* DOCUMENT PASSAGE:
#####

Moreover, 21 percent of those surveyed admitted to medicating their kids with paracetamol, such as Panodil, before sending them to school.

The FOLA parents’ organisation is shocked by the findings.

“I think it is absolutely crazy. It simply cannot be that a child goes to school sick and plays with lots of other children. Then we are faced with the fact that they will infect the whole institution,” said FOLA chair Signe Nielsen.

Pill pushers
At the Børnehuset daycare institution in Silkeborg a meeting was called where parents were implored not to bring their sick children to school.

At Børnehuset there are fears that parents prefer to pack their kids off with a pill without informing teachers.

“We occasionally have children who that they have had a pill for breakfast,” said headteacher Susanne Bødker. “You might think that it is a Panodil more than a vitamin pill, if it is a child who has just been sick, for example.”

#####

* SUPPLIED RECORDS:
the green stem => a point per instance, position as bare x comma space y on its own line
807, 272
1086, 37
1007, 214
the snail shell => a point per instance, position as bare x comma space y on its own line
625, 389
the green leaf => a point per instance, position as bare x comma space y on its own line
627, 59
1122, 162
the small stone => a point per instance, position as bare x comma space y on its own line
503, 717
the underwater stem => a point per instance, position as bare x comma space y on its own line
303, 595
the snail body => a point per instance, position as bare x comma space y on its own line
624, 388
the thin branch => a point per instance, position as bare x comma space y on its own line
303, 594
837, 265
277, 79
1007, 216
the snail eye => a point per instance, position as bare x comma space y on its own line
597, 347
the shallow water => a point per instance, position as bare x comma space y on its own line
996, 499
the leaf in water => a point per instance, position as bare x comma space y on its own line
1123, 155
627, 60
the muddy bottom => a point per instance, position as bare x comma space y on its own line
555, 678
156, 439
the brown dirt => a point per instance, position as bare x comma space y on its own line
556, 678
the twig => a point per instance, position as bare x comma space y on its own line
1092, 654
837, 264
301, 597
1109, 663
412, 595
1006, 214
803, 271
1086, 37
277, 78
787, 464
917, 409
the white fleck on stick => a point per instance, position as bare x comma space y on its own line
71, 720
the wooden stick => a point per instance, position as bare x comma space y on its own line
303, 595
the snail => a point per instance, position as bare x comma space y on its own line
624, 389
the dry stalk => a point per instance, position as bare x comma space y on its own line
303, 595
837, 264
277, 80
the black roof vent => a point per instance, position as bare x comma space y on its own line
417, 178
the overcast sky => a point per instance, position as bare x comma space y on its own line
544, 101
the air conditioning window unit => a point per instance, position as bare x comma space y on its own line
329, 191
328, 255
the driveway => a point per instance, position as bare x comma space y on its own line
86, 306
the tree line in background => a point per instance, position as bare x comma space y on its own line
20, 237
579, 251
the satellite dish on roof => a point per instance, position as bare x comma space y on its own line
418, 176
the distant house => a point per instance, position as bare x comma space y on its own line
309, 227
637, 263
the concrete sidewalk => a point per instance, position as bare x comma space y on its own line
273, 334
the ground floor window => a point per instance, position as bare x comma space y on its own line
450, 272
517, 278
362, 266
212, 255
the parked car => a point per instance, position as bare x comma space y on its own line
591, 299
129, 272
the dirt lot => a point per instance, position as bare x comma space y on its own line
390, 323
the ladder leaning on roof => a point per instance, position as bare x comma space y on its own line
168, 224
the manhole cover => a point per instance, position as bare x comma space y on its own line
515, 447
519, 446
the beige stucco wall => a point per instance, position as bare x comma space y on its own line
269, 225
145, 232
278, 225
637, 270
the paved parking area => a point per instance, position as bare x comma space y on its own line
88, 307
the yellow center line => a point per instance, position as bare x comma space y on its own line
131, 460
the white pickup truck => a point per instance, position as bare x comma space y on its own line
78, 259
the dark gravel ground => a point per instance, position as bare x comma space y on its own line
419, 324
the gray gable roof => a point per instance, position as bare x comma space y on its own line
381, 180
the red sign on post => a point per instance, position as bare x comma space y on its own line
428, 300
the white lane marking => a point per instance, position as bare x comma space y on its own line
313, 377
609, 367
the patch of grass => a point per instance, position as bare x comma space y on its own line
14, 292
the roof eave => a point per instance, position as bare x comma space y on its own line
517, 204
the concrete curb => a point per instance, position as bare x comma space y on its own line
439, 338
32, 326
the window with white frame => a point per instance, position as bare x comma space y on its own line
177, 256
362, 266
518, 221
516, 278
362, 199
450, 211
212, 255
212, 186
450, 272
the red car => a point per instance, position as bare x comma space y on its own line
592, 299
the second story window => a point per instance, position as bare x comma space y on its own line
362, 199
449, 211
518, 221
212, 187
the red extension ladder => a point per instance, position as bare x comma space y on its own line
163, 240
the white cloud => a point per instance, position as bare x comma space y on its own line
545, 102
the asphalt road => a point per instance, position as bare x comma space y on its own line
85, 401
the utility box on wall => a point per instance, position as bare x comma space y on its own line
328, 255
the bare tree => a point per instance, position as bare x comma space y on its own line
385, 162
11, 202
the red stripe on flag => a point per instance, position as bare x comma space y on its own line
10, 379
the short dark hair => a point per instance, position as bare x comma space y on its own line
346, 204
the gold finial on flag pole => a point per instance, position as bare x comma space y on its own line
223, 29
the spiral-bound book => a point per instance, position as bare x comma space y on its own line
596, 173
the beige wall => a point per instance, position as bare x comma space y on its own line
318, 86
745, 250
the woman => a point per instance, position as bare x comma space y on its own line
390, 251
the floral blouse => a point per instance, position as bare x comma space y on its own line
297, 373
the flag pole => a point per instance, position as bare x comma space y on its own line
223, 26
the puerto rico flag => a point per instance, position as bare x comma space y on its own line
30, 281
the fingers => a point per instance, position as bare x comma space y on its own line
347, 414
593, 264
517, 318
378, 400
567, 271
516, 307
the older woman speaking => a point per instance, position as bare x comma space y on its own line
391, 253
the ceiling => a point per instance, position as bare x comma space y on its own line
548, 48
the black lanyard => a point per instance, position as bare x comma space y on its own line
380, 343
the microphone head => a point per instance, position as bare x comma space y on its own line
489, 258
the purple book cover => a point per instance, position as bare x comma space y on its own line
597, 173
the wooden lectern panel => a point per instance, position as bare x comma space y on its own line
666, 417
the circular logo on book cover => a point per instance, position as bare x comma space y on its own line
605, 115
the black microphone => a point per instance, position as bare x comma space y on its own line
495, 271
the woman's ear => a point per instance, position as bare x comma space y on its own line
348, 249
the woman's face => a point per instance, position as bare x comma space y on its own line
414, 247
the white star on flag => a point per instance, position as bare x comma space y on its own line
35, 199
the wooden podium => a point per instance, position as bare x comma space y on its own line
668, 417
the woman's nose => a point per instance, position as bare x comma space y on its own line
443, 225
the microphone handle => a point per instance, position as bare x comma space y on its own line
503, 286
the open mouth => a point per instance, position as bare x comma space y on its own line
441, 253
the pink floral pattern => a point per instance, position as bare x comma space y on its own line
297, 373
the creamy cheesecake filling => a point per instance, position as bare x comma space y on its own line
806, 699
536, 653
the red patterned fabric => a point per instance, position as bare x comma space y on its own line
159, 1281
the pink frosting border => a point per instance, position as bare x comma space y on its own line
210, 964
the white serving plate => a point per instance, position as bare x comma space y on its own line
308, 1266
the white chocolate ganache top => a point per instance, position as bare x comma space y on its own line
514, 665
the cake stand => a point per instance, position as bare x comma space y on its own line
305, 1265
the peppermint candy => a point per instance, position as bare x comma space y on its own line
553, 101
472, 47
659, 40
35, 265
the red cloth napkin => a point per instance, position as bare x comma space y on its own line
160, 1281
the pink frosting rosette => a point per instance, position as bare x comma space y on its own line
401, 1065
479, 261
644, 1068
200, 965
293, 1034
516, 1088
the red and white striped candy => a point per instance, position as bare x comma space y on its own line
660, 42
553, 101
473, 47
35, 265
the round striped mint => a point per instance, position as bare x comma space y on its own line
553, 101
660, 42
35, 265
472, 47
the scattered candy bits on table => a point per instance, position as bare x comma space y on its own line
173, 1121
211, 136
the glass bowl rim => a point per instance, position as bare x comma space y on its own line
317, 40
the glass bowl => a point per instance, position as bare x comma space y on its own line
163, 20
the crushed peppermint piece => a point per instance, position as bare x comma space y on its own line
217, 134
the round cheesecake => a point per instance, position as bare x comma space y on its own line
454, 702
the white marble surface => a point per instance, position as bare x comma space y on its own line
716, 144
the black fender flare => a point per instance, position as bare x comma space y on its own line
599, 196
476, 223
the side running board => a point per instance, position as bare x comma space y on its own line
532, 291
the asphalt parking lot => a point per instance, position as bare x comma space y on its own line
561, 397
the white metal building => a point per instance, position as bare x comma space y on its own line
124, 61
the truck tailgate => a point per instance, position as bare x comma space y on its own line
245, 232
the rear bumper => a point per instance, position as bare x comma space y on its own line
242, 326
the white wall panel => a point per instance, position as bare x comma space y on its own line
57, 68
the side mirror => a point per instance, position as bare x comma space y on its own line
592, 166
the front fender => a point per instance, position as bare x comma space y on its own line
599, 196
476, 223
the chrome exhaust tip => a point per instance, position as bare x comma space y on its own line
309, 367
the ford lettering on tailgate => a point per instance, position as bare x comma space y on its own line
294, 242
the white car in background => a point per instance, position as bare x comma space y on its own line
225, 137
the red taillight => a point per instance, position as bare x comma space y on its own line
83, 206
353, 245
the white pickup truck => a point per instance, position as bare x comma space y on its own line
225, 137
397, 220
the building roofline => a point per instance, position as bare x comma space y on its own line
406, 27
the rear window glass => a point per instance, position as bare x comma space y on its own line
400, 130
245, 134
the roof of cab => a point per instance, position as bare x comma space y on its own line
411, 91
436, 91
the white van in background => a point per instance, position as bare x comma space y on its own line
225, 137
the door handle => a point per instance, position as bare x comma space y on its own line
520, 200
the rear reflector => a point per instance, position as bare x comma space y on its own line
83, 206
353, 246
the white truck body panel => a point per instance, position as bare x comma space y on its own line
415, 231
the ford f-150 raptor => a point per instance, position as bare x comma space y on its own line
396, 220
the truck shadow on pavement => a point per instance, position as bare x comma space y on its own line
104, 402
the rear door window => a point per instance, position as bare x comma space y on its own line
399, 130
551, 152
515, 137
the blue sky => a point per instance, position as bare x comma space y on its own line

#####

* REQUIRED ACTION A:
In the passage on sick children at school, who is the chair of the FOLA parents' organisation?
* REQUIRED ACTION B:
Output the passage on sick children at school from "Pill pushers" up to and including "children to school.".
* REQUIRED ACTION C:
Pick up the passage on sick children at school and carry it on from its last sentence.
You can set the lines aside; none of them is needed here.

* ANSWER AREA A:
Signe Nielsen

* ANSWER AREA B:
Pill pushers
At the Børnehuset daycare institution in Silkeborg a meeting was called where parents were implored not to bring their sick children to school.

* ANSWER AREA C:
Parents sick and tired
Parents, when confronted, often cite pressure at work as a reason for not being able to stay at home with their children.

Many declare that they simply cannot take another day off, as they are afraid of being fired.

Allan Randrup Thomsen, a professor of virology at KU, has heavily criticised the parents’ actions, describing the current situation as a “vicious circle”.

“It promotes the spread of viruses, and it adds momentum to a cycle where parents are pressured by high levels of sick-leave. If they then choose to send the children to daycare while they are still recovering, they keep the epidemic going in daycares, and this in turn puts a greater burden on the parents.”